▶ Excerpted text:

···

Uncertainty is an uncomfortable feeling one endures when thinking about an unforeseeable future. One of the ways to shield oneself from uncertainty is to devote a certain portion of one's portfolio to "money" – dollar bills, bank deposits, and such. Because these money items are liquid, it will be relatively easy for their holder to offload them in the future should some unanticipated eventuality arise. Holding money therefore alleviates discomfort about the future. This is the same sort of service that a fire extinguisher provides. Though someone may never need their extinguisher, it comforts its owner by its mere presence. On the margin, individuals are always comparing the present value of the stream of "security and comfort" that money provides to the consumption goods or durable assets that money can buy.

The link between uncertainty and the demand for money has a long heritage. We can find this idea early on in the Marshallian tradition, for instance. In 1917 Arthur Pigou, a student of Marshall, wrote that any person would be anxious to hold money "to secure him against unexpected demands, due to a sudden need, or to a rise in the price of something that he cannot easily dispense with." On the margin, people could either hold money, spend it on consumption, or exchange it for a capital asset. "These three uses," wrote Pigou, "the production of convenience and security, the production of commodities, and direct consumption, are rival to one another." (The Value of Money, 1917)

In 1921, Fred Lavington explicitly described this very same link between uncertainty and money.
the stock of money held by a business man serves not only to effect his current payments but also as a first line of defence against the uncertain events of the future. (The English Capital Market, 1921)

···

▶ Data provided:
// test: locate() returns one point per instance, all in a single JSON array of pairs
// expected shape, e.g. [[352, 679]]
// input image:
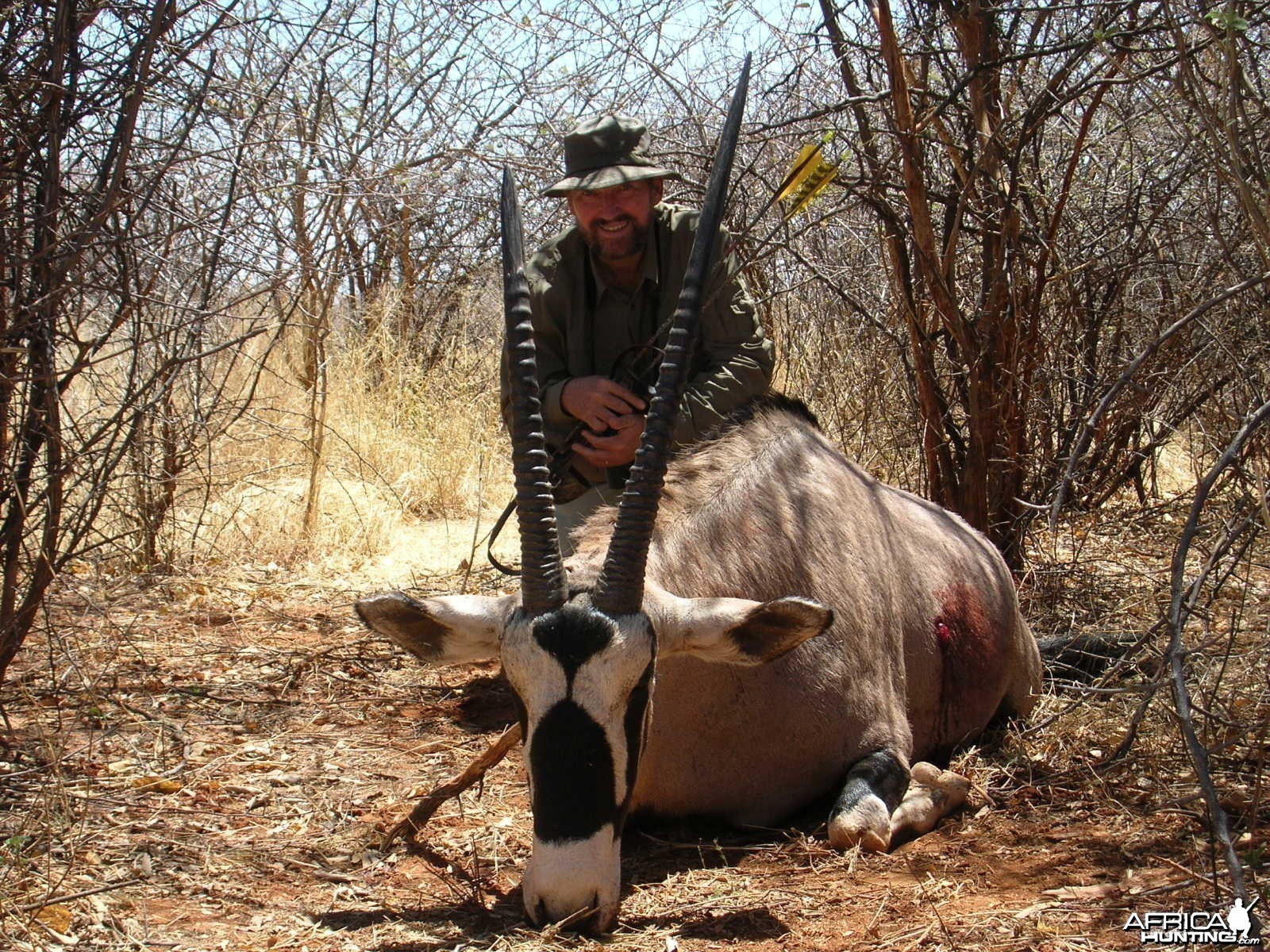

···

According to the excerpt on uncertainty and money, what household item provides the same sort of service as holding money? The listing has no connection to the text.

▶ Full solution: A fire extinguisher.